Questions to answer:
A. According to the news article on Bath rugby, what was the score of Sunday's defeat by Saracens?
B. Continue the article about Sam Underhill and Bath from its last sentence.

Extracted text:
--- START ---
Yesterday’s gone says defiant Sam
UNDERHILL: BATH MUST LOOK FORWARD
SAM UNDERHILL says Bath cannot get hung up on their glorious past if they are to reverse the current slump.
The England flanker is still coming to terms with Sunday’s 71-17 hammering by Saracens – their heaviest home league defeat.
It brought humiliation to a club that built its reputation on winning six English titles, 10 national cups and being the first to bring the European Cup to these shores. The Bath of today are winless and prop up the Premiership after their poorest start to a season since 2001.
Owner Bruce Craig remains “hugely supportive” according to director of rugby Stuart Hooper, but he admitted: “That result will always be there, we can’t change that, it’s an historic event.”
Hooper revealed that Craig had spoken to him “about how we make sure this is the lowest point” and conceded that, with an away trip to champions Harlequins up next, there is no simple solution.
But England back-row star Underhill refuses to get weighed down by unflattering comparisons to what the club achieved before he was born.
“There’s not an awful lot of room in the professional game for nostalgia,” said Underhill. “I don’t know players who played here 20-30 years ago. It might as well have been a different club.
“Yeah the badge is the same and there’s obviously an element of pride [in what was achieved] but, to be honest, the pride relevant to me concerns the people I’m playing with now.”
--- END ---
Referring expression pointing data:
--- START ---
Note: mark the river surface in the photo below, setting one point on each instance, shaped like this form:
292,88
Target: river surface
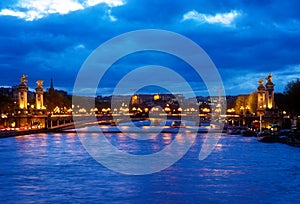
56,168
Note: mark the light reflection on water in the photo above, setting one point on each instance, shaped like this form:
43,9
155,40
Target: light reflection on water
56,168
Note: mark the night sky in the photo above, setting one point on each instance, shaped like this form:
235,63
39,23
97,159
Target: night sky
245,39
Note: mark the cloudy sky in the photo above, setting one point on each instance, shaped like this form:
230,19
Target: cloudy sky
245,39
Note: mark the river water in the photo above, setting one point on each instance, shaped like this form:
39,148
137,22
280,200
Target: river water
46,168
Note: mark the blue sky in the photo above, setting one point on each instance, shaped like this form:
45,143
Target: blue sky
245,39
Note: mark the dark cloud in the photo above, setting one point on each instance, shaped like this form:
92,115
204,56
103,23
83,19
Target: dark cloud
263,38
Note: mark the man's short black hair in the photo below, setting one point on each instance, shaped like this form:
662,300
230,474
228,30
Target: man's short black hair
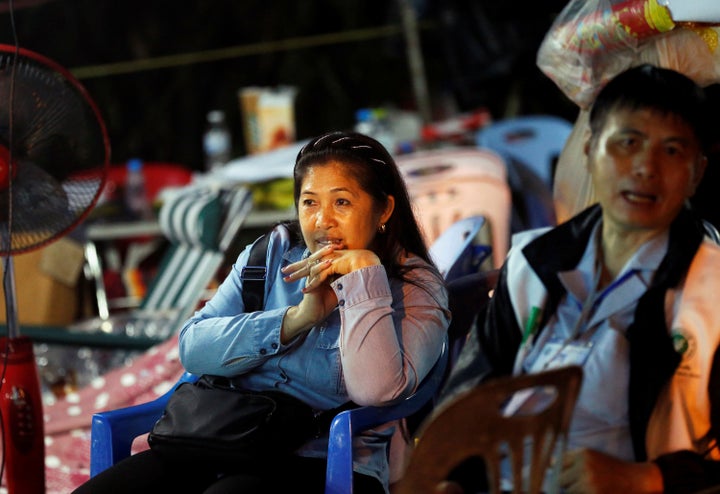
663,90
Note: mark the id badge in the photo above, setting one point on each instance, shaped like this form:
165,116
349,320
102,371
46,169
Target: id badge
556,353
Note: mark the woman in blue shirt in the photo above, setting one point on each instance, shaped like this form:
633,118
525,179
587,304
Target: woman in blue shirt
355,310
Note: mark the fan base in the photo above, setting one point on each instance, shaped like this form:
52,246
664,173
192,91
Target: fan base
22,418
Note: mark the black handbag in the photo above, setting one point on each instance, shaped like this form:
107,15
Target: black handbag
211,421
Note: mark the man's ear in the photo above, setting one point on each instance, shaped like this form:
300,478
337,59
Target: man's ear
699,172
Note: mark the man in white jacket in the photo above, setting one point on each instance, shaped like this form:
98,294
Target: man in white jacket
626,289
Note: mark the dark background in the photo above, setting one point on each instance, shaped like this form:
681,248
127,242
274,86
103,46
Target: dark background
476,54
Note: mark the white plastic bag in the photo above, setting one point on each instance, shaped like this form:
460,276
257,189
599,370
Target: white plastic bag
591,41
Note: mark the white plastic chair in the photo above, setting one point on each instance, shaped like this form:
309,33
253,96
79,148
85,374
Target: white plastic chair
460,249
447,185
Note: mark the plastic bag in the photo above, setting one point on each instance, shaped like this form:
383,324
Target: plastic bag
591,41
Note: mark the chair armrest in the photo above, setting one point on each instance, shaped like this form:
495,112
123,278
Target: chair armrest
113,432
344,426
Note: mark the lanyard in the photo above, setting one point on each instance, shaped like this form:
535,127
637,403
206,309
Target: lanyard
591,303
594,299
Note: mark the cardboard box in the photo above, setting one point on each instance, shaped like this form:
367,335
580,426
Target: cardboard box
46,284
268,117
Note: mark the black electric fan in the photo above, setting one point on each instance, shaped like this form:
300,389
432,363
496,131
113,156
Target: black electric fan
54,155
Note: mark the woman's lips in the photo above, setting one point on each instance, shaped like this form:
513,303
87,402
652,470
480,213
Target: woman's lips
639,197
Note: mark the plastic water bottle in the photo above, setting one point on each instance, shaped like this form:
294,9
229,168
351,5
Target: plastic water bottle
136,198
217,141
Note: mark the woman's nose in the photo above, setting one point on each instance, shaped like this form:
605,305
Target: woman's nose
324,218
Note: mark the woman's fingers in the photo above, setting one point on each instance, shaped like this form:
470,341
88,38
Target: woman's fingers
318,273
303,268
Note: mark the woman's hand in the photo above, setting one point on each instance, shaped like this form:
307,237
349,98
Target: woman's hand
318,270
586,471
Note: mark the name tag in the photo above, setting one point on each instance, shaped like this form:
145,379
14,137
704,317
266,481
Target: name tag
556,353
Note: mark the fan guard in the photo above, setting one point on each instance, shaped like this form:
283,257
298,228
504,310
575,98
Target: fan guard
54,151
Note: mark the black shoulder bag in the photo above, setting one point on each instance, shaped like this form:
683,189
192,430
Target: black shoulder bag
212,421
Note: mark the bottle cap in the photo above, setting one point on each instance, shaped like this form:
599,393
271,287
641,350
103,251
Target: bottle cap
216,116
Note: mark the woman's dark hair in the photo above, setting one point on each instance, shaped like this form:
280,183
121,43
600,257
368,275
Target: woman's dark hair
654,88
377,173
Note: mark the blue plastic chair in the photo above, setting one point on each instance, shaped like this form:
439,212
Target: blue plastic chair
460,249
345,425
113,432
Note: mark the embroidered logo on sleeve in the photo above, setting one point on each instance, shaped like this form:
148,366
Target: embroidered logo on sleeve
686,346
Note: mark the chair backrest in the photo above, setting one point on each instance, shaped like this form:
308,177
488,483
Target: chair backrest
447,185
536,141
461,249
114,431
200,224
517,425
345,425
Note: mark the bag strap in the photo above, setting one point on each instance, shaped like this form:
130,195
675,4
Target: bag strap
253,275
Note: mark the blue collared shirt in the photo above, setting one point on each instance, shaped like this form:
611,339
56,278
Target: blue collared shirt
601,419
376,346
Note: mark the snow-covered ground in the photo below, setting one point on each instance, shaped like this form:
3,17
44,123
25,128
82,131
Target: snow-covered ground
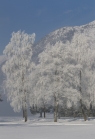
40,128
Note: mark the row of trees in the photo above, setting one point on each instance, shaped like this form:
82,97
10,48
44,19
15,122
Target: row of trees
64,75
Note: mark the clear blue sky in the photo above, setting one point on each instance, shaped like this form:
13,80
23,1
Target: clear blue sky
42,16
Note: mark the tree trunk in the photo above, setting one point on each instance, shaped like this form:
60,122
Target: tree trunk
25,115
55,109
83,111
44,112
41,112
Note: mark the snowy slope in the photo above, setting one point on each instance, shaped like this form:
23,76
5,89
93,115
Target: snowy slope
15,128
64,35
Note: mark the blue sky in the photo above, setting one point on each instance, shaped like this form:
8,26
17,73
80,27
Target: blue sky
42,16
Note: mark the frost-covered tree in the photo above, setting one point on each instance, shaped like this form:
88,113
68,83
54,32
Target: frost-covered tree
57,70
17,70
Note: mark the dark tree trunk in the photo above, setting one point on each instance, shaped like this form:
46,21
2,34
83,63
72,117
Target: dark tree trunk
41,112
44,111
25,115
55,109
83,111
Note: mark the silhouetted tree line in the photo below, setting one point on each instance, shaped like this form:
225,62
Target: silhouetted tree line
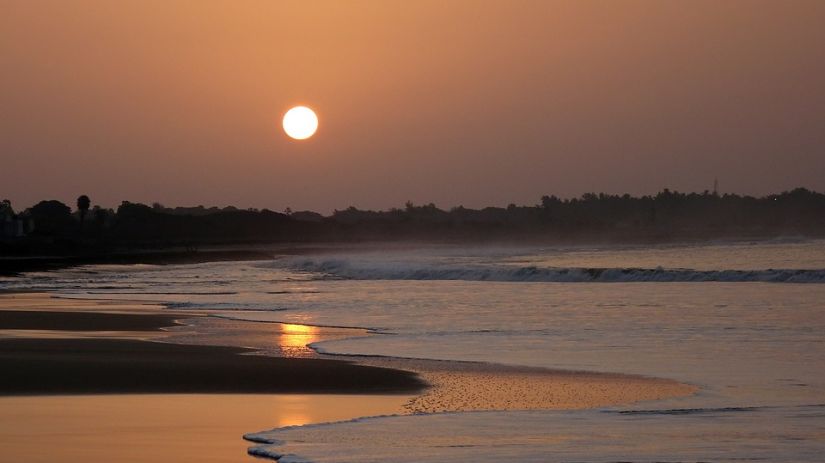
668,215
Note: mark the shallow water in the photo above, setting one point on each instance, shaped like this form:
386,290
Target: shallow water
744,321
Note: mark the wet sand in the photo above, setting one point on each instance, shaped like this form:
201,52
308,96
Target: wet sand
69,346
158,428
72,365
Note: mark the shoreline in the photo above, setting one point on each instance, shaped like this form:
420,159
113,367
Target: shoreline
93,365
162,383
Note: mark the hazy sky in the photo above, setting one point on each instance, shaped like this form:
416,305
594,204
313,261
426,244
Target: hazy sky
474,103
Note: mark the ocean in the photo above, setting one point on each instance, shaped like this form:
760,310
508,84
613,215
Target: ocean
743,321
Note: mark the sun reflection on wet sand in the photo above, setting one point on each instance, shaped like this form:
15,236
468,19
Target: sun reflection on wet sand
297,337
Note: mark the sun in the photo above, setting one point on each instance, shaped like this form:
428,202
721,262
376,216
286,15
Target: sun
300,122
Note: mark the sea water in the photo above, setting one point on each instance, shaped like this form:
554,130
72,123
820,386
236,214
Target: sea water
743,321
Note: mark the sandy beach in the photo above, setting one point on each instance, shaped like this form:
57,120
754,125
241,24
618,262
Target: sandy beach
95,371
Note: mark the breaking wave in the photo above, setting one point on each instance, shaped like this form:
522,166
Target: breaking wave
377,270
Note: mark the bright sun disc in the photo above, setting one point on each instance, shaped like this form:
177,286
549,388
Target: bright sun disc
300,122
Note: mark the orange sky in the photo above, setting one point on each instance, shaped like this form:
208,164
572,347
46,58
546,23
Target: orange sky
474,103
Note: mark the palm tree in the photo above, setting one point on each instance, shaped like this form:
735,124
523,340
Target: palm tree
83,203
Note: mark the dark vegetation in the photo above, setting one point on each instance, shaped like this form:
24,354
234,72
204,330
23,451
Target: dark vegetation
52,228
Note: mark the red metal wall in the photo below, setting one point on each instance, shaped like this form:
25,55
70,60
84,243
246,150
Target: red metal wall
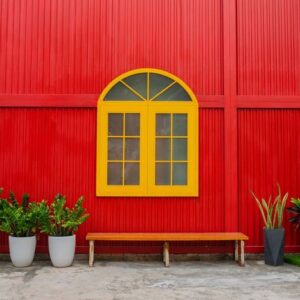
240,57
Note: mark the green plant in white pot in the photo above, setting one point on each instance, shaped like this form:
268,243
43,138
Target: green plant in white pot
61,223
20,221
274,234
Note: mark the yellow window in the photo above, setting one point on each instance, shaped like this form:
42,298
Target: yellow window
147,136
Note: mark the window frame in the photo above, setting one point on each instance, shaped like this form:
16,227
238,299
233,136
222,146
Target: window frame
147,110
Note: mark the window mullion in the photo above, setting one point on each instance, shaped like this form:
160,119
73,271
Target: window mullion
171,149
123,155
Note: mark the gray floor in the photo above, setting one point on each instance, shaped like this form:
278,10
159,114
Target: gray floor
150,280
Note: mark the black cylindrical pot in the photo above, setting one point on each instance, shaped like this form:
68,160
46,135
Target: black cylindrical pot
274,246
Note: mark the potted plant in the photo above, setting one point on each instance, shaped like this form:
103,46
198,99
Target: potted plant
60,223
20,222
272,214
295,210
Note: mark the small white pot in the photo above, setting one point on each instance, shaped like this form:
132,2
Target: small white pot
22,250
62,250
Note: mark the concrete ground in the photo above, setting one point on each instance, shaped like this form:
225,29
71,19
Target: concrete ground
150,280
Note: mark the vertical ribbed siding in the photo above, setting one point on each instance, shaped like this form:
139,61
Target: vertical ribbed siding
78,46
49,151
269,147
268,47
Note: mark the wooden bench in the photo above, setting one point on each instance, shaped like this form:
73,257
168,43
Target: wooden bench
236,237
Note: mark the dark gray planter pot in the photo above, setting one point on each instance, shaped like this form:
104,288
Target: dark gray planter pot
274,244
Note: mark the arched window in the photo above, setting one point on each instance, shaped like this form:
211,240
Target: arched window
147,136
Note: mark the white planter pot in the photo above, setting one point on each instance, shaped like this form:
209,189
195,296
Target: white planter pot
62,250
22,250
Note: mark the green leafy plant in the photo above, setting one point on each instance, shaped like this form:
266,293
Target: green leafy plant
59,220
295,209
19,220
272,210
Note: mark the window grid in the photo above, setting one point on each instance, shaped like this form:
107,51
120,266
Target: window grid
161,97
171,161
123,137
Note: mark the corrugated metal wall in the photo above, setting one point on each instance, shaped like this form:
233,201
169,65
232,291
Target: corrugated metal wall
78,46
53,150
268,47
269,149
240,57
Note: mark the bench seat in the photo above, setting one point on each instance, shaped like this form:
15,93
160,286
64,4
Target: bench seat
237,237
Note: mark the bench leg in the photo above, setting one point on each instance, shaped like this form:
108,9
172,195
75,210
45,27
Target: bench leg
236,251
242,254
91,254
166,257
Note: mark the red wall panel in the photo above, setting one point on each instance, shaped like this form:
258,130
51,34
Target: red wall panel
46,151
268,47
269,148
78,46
--- END ---
Answers provided:
A. Bath lost 71-17.

B.
But a storied club such as Bath, housed slap bang in the middle of a rugby-mad city, cannot hope to divorce itself from past achievements.
Underhill might be right that the game now is “so different” to five years ago, let alone 10 or 20, but as Liverpool or Manchester United football clubs will tell him, fans don’t think like that. “I do understand that history is important to fans,” said Underhill.
“But my job isn’t to think about that. I’m 25, I’m a player. I’ll turn up and train and play as well as I can. That’s my job.
“It is a professional sport now. You can’t be purely emotionally driven. There is still a place for emotion and nostalgia but, as a player, you have to be more clinical than that.”
Underhill said Bath were trying to change their style of play and that it took time.
“I understand the frustration but I would never question the commitment of people here,” he added. “If it was dead easy to come up with the winning formula, everyone would do it. It’s hard. It takes time.”